SET PROBLEM A:
In the court decision, at about what time did Francisco Rodriguez leave the market and cross the street to his car?
SET PROBLEM B:
List every crime the defendant was convicted of, according to the court decision.

Com. v. Dinkins

Decision Date08 July 1993
Citation415 Mass. 715,615 N.E.2d 570
PartiesCOMMONWEALTH v. William E. DINKINS.
CourtUnited States State Supreme Judicial Court of Massachusetts Supreme Court

John R. Campbell, Boston, for defendant.

Paul B. Linn, Asst. Dist. Atty. (Daniel C. Mullane, Asst. Dist. Atty., with him) for Com.

Before LIACOS, C.J., and NOLAN, LYNCH, O'CONNOR and GREANEY, JJ.

O'CONNOR, Justice.

After a jury trial, the defendant was convicted of the murder in the first degree of Junior R. Fernandez, assault with the intent to kill Francisco Rodriguez, and unlawfully carrying a firearm. The defendant appeals from these convictions, claiming error in: (1) the denial of his motion for a required finding of not guilty of each crime charged; (2) the denial of his motion to suppress the out-of-court and in-court identification of him by two witnesses; (3) the admission of a detective's testimony concerning an out-of-court photographic identification of the defendant by Francisco Rodriguez; (4) the judge's instructions to the jury concerning the burden of proof; and (5) the restriction of the defendant's cross-examination of a Commonwealth witness. The defendant also argues (6) that the defendant was denied a fair trial by the prosecutor's argument to the jury based on facts not in evidence. Lastly, the defendant requests that, in the event we reject his claims of error regarding the murder conviction, we exercise our power under G.L. c. 278, § 33E (1990 ed.), to order a new trial or reduce the verdict to a lesser degree of guilt.

We summarize the evidence in the light most favorable to the Commonwealth. Commonwealth v. Cordle, 404 Mass. 733, 734, 537 N.E.2d 130 (1989). Francisco Fernandez, Junior Fernandez's father, arrived at the Fernandez market at about 10 P.M., February 17, 1990, to help close the market for the night. He noticed two young men sitting on the steps of the house next door to the market. He recognized one of them, the defendant, as a frequent customer of the market. At about 10:30 P.M., Junior Fernandez's uncle, Francisco Rodriguez (Rodriguez) left the market and crossed the street to his Thunderbird automobile. He noticed two young men on the porch of the house next to the market. One of them was the defendant, whom he had seen in the market several times. A few minutes later, while Rodriguez was still in his vehicle, Junior Fernandez left the market and crossed the street to another automobile, a Datsun which his brother, William Fernandez, owned. The Datsun was parked directly behind the Thunderbird. When Junior Fernandez started the Datsun, the defendant and his companion walked across the street, the defendant going in front of the Thunderbird and his companion going behind the Datsun. The defendant propped himself up on the front bumper of the Thunderbird and pointed a gun at Rodriguez, who quickly laid down on the front seat. Rodriguez heard three shots and his windshield was shattered. Rodriguez crawled from his vehicle toward the market, still hearing gunshots behind him. When the gunshots had stopped, Rodriguez went to the Datsun and found Junior Fernandez bleeding from a bullet wound in his head. Junior Fernandez died soon afterwards.

PROVIDED DATA:

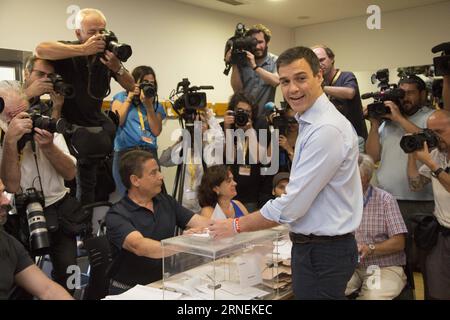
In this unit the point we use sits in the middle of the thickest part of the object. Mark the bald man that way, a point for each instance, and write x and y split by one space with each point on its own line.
435 169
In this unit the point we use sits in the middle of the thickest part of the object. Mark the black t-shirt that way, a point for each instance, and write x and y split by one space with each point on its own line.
13 259
84 109
351 109
125 217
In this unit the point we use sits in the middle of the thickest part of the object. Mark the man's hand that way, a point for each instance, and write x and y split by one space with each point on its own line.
94 45
19 125
363 250
228 119
251 59
395 114
221 228
43 138
111 61
38 88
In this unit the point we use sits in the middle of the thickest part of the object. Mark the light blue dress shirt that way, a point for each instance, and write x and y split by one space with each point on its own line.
324 194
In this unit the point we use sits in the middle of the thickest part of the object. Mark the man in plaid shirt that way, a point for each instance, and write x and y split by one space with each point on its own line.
381 242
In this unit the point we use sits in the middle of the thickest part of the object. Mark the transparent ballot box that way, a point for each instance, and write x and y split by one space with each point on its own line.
242 267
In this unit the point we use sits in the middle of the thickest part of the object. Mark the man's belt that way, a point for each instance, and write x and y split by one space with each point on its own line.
301 238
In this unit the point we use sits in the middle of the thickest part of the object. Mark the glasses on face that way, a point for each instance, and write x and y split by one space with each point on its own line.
41 74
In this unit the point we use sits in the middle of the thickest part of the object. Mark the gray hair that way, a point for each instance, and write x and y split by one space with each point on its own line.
86 12
366 165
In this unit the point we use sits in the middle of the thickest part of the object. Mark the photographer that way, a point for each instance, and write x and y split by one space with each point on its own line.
383 144
435 169
259 77
446 92
44 158
37 83
140 116
342 89
18 269
87 66
241 114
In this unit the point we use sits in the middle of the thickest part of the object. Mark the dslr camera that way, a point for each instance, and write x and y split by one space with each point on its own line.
148 89
278 117
442 63
388 92
42 122
31 203
413 142
60 87
239 43
121 50
189 100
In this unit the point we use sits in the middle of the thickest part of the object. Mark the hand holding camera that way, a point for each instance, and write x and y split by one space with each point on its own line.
18 127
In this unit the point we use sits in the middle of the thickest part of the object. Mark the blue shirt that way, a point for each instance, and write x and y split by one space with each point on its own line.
130 134
324 193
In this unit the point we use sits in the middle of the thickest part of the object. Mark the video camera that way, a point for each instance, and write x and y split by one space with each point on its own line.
442 63
238 44
121 50
42 122
413 142
388 92
31 203
190 100
148 89
60 87
277 117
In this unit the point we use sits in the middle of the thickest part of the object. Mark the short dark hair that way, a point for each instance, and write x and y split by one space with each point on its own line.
140 72
297 53
328 51
413 79
257 28
132 162
241 96
212 177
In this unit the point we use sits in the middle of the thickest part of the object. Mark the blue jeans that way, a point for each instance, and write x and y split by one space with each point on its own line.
321 270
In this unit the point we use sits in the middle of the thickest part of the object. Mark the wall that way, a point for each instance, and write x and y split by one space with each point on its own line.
178 40
406 39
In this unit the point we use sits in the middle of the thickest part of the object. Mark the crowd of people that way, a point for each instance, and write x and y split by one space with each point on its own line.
344 215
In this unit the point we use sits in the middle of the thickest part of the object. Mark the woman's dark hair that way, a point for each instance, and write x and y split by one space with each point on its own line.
140 72
212 177
248 99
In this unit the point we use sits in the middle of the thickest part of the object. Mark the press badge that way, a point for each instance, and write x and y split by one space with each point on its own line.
244 170
147 137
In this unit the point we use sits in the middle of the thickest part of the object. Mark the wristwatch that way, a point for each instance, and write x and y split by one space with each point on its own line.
121 70
437 172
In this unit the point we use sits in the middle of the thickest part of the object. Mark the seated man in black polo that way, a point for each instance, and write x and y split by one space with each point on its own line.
137 224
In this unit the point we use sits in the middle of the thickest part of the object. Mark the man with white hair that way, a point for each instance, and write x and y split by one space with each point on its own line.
381 242
87 66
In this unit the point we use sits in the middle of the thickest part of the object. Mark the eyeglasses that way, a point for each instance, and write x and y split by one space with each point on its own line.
41 74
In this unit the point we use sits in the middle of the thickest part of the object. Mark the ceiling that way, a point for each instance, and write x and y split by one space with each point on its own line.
295 13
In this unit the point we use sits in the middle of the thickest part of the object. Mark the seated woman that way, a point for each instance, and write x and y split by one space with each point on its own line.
216 192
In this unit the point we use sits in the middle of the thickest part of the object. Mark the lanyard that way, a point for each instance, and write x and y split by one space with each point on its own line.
369 194
141 118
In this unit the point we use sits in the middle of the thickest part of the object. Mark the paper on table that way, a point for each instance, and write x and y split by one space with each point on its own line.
145 293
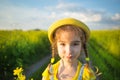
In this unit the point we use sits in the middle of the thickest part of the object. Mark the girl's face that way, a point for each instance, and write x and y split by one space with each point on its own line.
68 46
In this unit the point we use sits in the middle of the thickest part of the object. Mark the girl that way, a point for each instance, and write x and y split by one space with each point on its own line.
68 38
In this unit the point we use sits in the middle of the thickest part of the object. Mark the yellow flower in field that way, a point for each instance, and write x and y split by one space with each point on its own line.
17 71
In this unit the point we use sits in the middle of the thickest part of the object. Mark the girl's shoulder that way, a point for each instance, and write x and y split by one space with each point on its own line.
88 73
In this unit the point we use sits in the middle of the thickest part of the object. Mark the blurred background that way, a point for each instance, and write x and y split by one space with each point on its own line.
23 34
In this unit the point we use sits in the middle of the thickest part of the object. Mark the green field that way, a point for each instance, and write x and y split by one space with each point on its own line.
23 48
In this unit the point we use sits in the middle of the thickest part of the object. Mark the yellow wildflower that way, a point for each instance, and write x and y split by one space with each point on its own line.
17 71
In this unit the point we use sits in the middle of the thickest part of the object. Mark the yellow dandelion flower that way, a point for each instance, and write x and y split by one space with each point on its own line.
22 77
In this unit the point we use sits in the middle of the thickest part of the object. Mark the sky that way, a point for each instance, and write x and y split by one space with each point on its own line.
40 14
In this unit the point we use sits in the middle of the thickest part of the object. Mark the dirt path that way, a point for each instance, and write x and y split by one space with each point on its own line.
33 68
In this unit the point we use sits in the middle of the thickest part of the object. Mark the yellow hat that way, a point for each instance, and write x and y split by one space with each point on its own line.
67 21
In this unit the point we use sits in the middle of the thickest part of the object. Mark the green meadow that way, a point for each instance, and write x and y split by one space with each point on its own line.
23 48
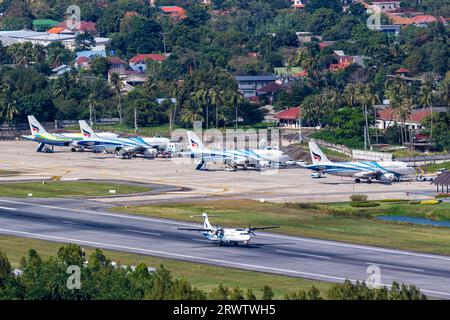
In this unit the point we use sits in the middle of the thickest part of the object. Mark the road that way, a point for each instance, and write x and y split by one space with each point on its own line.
74 221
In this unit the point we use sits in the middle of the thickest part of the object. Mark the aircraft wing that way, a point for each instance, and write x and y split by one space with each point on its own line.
195 229
367 174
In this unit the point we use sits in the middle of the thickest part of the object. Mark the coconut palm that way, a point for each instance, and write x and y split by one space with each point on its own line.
117 84
426 100
191 112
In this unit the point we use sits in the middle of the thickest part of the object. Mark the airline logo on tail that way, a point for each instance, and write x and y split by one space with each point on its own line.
316 156
86 134
194 144
34 128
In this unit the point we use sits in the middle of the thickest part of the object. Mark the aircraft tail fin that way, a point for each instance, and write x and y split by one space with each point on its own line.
35 126
317 155
206 223
86 130
195 144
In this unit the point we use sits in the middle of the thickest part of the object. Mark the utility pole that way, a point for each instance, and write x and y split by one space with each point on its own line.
135 120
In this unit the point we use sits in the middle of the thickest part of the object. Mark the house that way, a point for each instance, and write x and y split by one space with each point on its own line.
129 78
288 118
116 63
402 72
344 61
174 12
79 27
248 85
82 62
384 5
138 62
44 24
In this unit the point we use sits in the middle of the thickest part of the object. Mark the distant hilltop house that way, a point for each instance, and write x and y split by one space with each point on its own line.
288 118
344 61
174 11
248 85
45 38
138 62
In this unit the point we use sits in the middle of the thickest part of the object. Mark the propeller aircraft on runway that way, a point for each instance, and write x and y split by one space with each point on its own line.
386 171
224 236
234 158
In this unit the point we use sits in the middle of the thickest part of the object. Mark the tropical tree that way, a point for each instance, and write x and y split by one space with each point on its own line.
117 84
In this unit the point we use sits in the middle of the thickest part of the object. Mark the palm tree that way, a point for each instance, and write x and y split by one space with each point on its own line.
116 82
426 100
191 112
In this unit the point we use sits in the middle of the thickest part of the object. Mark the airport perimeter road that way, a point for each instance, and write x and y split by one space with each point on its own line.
61 221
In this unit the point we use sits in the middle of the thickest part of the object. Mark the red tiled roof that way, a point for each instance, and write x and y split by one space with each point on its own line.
115 60
151 56
289 114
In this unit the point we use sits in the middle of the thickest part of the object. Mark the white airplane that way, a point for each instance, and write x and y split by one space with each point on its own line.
224 236
386 171
234 158
121 147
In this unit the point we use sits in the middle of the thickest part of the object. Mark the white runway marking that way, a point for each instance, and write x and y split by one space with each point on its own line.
323 242
395 267
143 232
177 255
304 254
7 208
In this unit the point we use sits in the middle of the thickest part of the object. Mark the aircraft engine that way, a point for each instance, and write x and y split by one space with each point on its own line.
388 177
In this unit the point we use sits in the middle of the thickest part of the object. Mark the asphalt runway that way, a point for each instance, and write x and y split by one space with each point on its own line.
74 221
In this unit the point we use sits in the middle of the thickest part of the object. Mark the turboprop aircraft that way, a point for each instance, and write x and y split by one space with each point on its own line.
234 158
121 147
224 236
385 171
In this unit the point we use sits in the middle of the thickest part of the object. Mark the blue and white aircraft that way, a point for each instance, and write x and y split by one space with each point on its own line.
233 158
224 236
121 147
386 171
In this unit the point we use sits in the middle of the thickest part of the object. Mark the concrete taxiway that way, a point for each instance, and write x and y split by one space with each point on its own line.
66 220
284 185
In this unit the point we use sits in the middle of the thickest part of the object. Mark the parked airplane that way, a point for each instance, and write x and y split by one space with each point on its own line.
234 158
386 171
121 147
222 236
46 141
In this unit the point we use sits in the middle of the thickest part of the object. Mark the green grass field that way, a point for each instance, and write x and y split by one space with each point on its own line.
202 276
323 222
6 173
55 189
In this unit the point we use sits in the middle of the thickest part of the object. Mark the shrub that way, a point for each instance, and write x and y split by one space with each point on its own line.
358 197
364 204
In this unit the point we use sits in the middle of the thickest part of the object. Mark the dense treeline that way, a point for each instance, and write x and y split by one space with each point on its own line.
214 43
101 279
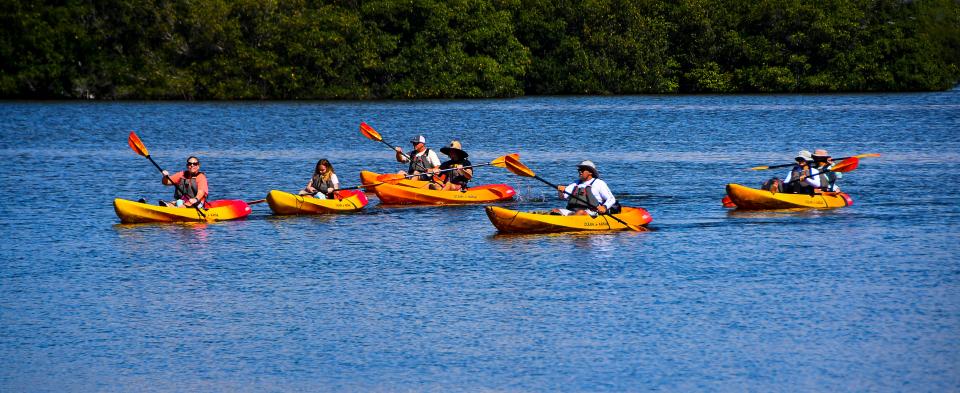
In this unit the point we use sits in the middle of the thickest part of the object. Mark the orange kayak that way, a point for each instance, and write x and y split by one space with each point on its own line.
373 179
512 221
286 203
134 212
394 189
746 198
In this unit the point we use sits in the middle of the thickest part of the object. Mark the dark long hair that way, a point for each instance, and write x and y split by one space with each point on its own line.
324 162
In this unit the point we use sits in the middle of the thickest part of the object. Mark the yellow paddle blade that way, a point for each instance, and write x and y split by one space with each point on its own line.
498 162
846 165
134 141
514 165
369 132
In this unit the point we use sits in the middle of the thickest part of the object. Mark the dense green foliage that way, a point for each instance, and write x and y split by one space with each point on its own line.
302 49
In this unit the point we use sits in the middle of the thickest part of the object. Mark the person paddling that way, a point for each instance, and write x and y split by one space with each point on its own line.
191 181
453 172
802 179
821 163
588 195
423 161
324 181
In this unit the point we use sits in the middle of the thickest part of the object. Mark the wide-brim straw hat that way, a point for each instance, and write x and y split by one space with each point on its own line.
454 146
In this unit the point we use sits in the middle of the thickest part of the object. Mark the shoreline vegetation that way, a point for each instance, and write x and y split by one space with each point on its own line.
298 49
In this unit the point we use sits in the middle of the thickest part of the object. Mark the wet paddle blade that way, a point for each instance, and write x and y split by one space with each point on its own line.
137 145
369 132
846 165
514 165
499 161
727 202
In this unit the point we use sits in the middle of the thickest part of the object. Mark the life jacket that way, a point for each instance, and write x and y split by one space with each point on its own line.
583 198
773 185
452 176
419 163
827 180
321 185
189 187
796 185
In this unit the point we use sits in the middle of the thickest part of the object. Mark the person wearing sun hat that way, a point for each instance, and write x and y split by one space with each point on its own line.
821 164
454 171
588 195
802 178
423 161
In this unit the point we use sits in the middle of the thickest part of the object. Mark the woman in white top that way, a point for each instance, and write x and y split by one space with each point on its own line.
324 181
589 195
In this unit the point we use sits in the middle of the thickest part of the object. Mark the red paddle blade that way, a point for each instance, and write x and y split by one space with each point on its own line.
727 202
369 132
846 165
514 165
134 141
499 161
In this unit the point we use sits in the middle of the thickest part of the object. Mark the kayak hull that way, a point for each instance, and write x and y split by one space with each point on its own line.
285 203
390 194
221 210
395 190
512 221
746 198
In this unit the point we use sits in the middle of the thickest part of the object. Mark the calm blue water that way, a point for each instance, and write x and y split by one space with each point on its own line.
401 299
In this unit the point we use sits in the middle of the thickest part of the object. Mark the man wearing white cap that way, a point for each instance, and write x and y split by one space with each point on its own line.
589 195
802 179
422 160
821 163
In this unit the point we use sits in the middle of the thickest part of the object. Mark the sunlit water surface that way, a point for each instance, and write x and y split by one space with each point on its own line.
428 298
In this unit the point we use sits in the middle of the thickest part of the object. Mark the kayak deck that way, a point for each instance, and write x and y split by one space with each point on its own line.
346 201
512 221
220 210
393 189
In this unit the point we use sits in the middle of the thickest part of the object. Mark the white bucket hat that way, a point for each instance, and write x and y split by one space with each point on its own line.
589 165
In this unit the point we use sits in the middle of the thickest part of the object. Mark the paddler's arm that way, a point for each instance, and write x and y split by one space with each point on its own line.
400 156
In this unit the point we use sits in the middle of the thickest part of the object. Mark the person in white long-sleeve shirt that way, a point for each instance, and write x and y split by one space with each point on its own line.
802 179
589 195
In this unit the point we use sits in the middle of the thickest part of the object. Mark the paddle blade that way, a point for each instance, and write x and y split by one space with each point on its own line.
514 165
369 132
727 202
846 165
499 161
137 145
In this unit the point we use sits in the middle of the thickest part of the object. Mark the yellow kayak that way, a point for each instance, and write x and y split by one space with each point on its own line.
134 212
286 203
747 198
512 221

OUTPUT A:
About 10:30 P.M.

OUTPUT B:
- Murder in the first degree of Junior R. Fernandez
- Assault with the intent to kill Francisco Rodriguez
- Unlawfully carrying a firearm